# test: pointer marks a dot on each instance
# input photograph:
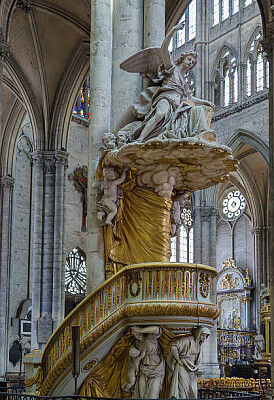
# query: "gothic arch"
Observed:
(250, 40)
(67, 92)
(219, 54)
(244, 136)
■ ■ ■ ■ ■
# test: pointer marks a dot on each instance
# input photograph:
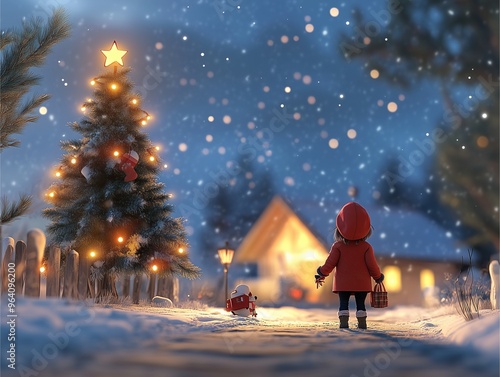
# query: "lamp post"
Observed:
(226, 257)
■ ■ ■ ■ ■
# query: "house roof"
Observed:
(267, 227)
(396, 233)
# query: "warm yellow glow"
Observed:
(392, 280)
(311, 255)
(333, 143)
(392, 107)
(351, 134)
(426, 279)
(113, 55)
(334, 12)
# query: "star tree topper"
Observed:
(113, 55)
■ ■ ■ ■ ■
## Exercise prompt:
How many of the lines above include the word "query"? State that number and nothing else.

## The answer:
5